- [Records provided]
- - -

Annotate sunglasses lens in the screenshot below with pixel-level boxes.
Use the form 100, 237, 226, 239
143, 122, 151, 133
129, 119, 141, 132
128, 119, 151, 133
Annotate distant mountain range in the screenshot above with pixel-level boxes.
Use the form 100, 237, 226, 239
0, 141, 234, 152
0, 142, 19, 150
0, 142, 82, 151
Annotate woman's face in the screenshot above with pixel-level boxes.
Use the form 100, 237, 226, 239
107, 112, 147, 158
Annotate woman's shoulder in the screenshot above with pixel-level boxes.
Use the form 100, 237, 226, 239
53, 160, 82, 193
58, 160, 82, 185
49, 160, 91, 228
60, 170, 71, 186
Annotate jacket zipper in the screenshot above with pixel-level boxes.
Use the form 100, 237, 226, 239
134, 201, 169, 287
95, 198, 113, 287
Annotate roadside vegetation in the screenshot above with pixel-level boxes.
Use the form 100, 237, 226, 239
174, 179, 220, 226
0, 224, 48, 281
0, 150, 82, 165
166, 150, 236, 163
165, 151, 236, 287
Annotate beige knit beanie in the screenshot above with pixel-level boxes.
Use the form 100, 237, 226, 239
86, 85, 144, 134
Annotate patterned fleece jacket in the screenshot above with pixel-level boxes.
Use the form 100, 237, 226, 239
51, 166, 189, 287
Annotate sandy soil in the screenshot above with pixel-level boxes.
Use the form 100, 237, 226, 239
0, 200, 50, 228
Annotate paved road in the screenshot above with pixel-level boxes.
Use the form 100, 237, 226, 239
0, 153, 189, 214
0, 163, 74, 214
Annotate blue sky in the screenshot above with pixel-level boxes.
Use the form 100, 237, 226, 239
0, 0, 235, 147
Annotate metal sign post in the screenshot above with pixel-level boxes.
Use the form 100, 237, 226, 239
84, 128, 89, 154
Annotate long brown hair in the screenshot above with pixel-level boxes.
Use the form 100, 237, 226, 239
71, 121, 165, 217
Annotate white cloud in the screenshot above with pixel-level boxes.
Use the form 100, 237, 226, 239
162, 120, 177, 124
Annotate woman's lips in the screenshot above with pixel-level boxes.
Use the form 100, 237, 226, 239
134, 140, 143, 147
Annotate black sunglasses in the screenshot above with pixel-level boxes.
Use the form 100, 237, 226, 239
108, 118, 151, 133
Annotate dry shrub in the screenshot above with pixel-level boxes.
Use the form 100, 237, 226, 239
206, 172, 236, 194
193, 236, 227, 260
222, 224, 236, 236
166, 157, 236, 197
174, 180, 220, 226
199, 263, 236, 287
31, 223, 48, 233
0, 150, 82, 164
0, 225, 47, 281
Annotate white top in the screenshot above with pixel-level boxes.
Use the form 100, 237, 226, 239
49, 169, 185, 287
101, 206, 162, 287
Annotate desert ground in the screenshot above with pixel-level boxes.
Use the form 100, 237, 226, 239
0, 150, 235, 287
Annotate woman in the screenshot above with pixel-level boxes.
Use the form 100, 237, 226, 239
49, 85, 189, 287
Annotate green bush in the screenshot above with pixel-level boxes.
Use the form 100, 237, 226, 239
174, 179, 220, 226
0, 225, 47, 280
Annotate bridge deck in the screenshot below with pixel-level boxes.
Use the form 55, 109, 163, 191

- - -

- [Instructions to follow]
Please copy the data in full, character for character.

- [Task response]
Annotate sunglasses lens in the screenshot below with pixel-level boxes.
Use the form 100, 237, 226, 239
143, 122, 151, 133
129, 119, 141, 132
128, 119, 151, 133
Annotate distant mountain range in the screenshot above with pixel-level boxes.
Use the form 100, 237, 226, 239
0, 141, 234, 152
0, 142, 19, 150
0, 142, 82, 151
Annotate woman's face in the screenshot above with pixel-level boxes.
Use the form 100, 237, 226, 239
107, 112, 147, 158
Annotate woman's shoulder in the screenshot above with pixel-level boxes.
Use the form 100, 237, 226, 239
53, 160, 82, 193
58, 160, 82, 185
49, 160, 91, 228
60, 170, 71, 186
Annotate jacket zipper in the screenshot above with pixel-level boxes.
Use the form 100, 237, 226, 239
134, 201, 169, 287
95, 198, 113, 287
Annotate roadside vegetation in the screenshot above with pixel-level boxes.
Use the form 100, 237, 226, 239
174, 179, 220, 226
0, 224, 48, 281
0, 150, 82, 165
166, 150, 236, 163
165, 151, 236, 287
Annotate beige knit beanie in the screenshot above with pixel-level boxes.
Use the form 100, 237, 226, 239
86, 85, 144, 134
Annotate patterned fleece jacket in the screenshot above with pixel-level boxes.
Use the form 100, 237, 226, 239
51, 166, 189, 287
Annotate sandy soil in the screenshot above with pixel-level boxes.
Use the form 100, 237, 226, 239
0, 200, 50, 228
Annotate paved road in the screenshot above with pixel-level boxes.
Use the form 100, 237, 226, 239
0, 153, 189, 214
0, 163, 74, 214
Annotate blue sky in the screenshot above with pixel-level boxes.
Use the form 100, 237, 226, 239
0, 0, 235, 147
Annotate metal sign post in the screenshot above with pixel-level boxes.
Use the form 100, 237, 226, 239
84, 128, 89, 154
Annotate long brown hair in the screenshot above with pixel-level boxes.
Use the form 100, 237, 226, 239
71, 121, 165, 217
Annotate white cloud in the screenshot above with pixel-level boxes.
Use the form 100, 237, 226, 239
162, 120, 177, 124
Annotate woman's lips in the screenshot above with pixel-level boxes.
Use the form 100, 237, 226, 239
134, 140, 143, 147
Annotate black sunglasses in the screenshot above with pixel-level boxes.
Use the form 100, 237, 226, 239
108, 118, 151, 133
Annotate dry shrub in the screenshot above with pixel-level boxes.
Use the form 100, 237, 226, 239
206, 172, 236, 194
193, 236, 227, 260
222, 224, 236, 236
166, 157, 236, 197
174, 180, 220, 226
199, 263, 236, 287
31, 223, 48, 233
0, 150, 82, 164
0, 225, 47, 281
Annotate white top in the screenshot above with pixel-level boxes.
Use the form 100, 237, 226, 239
49, 169, 185, 287
101, 206, 162, 287
Annotate desert ground in the screenshot above with pixel-level boxes.
Use the form 100, 237, 226, 239
0, 150, 235, 287
Annotate woman in the screenshot above with pixel-level boxes.
Use the form 100, 237, 226, 239
49, 85, 189, 287
Annotate green bush in the screenshot above with pixel-level boxes.
Use the form 100, 237, 226, 239
174, 179, 220, 226
0, 225, 47, 280
Annotate bridge deck in the screenshot below with pixel-level boxes.
Use the form 55, 109, 163, 191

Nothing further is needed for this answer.